• _The task_: Look through the data that follows and copy each line with the string "shoe".

• _Records for this exercise_:
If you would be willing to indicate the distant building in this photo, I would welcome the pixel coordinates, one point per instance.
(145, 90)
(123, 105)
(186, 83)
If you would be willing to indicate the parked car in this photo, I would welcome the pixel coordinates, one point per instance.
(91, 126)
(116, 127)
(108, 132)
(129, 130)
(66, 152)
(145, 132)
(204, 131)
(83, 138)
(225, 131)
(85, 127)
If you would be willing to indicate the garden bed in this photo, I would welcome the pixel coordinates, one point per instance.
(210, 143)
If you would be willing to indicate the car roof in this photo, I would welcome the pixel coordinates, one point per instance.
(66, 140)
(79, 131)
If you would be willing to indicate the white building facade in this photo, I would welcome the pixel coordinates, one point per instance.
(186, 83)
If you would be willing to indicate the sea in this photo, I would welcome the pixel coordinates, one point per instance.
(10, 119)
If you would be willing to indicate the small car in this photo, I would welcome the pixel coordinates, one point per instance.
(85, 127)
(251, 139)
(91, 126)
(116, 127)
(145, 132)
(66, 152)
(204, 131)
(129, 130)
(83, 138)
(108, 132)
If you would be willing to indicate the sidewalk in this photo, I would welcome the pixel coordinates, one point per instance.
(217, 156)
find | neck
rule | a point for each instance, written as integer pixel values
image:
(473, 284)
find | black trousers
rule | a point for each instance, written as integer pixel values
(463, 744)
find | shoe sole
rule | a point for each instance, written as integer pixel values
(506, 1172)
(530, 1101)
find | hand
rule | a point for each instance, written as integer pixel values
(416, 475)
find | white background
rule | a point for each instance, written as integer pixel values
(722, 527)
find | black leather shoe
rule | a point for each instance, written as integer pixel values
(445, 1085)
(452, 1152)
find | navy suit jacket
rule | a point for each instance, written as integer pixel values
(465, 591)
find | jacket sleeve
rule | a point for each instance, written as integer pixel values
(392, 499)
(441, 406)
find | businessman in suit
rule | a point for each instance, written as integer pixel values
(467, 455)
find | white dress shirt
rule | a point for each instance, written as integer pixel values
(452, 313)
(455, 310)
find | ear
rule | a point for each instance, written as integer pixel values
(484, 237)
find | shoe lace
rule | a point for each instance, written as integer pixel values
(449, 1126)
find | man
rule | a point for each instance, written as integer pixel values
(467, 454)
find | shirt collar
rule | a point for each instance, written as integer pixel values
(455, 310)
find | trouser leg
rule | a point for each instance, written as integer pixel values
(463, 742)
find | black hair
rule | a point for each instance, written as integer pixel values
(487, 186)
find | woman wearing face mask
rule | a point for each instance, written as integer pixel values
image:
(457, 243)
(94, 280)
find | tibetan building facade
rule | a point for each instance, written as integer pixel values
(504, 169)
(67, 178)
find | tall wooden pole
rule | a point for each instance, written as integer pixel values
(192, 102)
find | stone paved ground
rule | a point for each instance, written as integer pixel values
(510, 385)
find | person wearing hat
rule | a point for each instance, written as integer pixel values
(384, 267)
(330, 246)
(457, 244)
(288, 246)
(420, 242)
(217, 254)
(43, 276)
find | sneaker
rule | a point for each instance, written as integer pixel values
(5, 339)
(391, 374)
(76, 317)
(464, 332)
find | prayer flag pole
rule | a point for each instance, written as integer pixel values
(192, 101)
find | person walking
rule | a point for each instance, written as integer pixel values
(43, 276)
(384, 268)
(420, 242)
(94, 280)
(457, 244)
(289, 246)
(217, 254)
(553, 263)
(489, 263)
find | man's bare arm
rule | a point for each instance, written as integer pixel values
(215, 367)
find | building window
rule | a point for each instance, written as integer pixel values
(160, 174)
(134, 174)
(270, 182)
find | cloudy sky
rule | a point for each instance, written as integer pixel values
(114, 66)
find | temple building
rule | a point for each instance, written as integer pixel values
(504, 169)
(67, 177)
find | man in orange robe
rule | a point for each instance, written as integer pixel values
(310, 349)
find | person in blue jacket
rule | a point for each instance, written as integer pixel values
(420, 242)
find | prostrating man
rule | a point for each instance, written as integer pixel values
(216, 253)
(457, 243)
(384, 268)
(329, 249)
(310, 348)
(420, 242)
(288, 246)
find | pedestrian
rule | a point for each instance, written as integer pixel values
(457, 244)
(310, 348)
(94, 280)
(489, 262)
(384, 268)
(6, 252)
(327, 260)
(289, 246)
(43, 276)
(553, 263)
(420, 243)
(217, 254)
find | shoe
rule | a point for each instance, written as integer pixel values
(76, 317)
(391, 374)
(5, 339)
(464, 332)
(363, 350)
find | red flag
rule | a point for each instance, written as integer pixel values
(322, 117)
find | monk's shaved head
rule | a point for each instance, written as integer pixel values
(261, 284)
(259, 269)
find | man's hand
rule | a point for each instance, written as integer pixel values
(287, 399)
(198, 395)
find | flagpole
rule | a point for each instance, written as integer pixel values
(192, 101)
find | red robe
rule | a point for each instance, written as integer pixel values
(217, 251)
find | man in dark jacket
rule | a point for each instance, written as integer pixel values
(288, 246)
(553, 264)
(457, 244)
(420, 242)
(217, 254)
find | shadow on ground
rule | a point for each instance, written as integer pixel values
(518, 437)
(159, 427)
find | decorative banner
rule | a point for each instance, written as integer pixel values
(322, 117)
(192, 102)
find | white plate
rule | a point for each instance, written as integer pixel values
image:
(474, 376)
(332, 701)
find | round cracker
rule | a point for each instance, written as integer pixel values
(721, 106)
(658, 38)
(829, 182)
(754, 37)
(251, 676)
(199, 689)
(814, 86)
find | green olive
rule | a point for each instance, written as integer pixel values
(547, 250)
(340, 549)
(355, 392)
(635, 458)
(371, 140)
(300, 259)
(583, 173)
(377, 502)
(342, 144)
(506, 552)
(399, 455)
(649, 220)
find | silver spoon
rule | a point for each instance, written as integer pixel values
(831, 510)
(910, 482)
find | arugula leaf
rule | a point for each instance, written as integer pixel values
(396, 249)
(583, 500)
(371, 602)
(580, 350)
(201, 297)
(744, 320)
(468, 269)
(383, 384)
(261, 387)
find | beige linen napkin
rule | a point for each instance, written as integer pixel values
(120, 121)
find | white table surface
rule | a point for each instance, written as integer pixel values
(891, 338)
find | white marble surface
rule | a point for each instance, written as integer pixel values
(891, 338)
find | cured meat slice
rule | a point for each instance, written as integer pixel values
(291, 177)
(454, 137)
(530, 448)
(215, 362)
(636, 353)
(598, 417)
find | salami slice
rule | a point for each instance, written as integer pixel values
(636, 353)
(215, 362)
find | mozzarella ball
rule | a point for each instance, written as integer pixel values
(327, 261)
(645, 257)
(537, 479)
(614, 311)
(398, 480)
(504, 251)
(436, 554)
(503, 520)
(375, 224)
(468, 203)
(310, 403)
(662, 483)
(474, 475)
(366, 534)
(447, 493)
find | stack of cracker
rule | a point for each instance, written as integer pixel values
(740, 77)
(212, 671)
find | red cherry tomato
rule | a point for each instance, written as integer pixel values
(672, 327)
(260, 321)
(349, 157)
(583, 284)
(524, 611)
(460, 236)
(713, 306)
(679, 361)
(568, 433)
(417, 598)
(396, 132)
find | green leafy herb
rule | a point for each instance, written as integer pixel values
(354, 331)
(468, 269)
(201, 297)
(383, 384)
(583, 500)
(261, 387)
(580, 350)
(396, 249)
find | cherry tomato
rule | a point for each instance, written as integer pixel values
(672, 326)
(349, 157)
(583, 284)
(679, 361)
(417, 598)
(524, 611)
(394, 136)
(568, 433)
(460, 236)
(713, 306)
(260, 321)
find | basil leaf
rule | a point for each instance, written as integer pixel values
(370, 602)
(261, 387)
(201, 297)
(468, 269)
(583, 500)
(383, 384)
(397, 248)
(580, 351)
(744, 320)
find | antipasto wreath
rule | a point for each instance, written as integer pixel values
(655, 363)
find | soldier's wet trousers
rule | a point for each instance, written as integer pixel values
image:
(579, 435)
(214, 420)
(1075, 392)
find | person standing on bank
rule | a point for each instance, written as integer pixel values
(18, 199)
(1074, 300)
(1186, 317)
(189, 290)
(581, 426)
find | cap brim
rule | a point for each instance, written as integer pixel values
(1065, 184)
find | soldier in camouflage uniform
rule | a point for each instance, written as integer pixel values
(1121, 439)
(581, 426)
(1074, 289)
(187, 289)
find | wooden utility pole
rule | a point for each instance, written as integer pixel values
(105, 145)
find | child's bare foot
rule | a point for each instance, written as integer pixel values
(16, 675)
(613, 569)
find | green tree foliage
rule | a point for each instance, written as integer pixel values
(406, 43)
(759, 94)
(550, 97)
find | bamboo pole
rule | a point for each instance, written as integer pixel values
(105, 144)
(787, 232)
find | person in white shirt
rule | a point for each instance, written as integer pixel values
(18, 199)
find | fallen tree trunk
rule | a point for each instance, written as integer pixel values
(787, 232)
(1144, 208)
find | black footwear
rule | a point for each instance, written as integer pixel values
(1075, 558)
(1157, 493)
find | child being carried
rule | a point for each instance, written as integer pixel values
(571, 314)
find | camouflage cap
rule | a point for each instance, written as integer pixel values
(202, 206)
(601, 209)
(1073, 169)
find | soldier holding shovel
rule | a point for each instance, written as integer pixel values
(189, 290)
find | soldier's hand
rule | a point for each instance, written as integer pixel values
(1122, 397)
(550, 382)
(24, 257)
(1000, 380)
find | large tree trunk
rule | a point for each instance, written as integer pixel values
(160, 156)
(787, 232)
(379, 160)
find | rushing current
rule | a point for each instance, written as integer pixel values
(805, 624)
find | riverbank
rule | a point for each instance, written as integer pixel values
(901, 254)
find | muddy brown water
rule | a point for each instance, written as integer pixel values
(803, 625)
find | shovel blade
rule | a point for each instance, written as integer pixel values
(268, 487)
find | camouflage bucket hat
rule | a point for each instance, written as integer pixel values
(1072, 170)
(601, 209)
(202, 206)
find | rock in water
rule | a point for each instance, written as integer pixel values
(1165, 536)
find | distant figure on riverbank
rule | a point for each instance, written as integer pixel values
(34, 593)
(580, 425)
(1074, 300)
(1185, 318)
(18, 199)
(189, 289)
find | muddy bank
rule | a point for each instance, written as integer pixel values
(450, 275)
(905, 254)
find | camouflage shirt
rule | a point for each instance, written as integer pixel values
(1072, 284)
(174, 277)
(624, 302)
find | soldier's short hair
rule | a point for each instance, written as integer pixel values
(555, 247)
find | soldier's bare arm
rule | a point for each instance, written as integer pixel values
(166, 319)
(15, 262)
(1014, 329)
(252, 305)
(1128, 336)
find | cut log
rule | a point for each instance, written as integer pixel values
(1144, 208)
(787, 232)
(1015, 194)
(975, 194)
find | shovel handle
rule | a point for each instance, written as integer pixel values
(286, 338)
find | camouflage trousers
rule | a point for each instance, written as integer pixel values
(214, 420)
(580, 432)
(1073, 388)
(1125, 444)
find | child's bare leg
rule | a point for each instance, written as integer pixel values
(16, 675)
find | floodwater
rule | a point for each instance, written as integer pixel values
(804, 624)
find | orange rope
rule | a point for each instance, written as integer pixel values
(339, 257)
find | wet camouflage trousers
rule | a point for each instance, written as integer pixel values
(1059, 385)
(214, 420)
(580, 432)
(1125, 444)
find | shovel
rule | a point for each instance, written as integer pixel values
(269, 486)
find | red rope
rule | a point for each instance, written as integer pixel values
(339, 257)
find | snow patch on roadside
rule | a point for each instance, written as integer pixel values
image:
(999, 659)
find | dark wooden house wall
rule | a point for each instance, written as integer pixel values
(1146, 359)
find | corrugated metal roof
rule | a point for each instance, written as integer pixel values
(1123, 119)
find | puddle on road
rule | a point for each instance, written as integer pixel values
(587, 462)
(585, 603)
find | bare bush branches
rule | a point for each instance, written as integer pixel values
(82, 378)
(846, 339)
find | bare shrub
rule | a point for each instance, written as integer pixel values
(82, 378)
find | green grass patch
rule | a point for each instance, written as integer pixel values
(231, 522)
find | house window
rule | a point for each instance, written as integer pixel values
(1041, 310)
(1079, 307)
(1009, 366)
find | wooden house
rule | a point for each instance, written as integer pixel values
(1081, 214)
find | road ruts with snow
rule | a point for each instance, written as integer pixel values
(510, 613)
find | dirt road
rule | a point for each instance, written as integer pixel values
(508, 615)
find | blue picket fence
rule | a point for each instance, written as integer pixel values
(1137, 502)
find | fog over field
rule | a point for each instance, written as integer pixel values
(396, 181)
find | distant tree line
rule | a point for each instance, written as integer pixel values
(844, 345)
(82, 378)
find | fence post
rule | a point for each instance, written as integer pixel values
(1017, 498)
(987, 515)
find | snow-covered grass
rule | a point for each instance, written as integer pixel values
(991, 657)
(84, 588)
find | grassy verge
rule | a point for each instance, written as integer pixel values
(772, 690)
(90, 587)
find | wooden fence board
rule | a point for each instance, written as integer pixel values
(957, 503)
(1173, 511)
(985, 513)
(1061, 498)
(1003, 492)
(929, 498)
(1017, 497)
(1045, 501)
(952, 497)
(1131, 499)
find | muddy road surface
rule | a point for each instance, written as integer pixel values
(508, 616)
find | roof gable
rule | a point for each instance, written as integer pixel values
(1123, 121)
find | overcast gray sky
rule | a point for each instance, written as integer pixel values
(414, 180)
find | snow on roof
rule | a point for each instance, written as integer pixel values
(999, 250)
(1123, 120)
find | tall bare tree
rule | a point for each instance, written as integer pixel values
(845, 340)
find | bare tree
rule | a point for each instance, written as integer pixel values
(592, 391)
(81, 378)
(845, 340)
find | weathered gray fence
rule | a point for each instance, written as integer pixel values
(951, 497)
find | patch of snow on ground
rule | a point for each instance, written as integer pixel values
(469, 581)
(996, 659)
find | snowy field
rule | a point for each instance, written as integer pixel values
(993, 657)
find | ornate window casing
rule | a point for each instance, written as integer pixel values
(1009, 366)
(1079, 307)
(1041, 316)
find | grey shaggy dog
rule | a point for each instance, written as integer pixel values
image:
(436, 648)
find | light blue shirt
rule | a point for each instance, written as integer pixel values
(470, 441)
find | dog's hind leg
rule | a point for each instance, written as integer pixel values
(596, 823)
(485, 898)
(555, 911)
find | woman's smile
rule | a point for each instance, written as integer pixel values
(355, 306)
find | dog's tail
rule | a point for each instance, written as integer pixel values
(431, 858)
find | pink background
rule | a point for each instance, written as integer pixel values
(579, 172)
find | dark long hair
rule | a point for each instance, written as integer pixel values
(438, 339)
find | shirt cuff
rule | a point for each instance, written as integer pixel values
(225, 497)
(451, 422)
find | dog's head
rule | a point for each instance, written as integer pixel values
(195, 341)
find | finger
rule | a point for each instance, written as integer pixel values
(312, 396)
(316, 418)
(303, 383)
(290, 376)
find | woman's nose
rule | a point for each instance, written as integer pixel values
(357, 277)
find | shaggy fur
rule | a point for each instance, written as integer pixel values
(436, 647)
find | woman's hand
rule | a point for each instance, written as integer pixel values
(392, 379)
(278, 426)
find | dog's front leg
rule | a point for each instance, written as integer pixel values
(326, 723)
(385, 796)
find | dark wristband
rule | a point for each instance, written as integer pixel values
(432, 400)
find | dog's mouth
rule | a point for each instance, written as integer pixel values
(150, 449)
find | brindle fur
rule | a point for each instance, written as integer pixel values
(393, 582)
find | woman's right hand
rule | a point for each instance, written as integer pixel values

• _Task result_:
find | shoe sole
find | black leather shoe
find | shoe lace
find | shoe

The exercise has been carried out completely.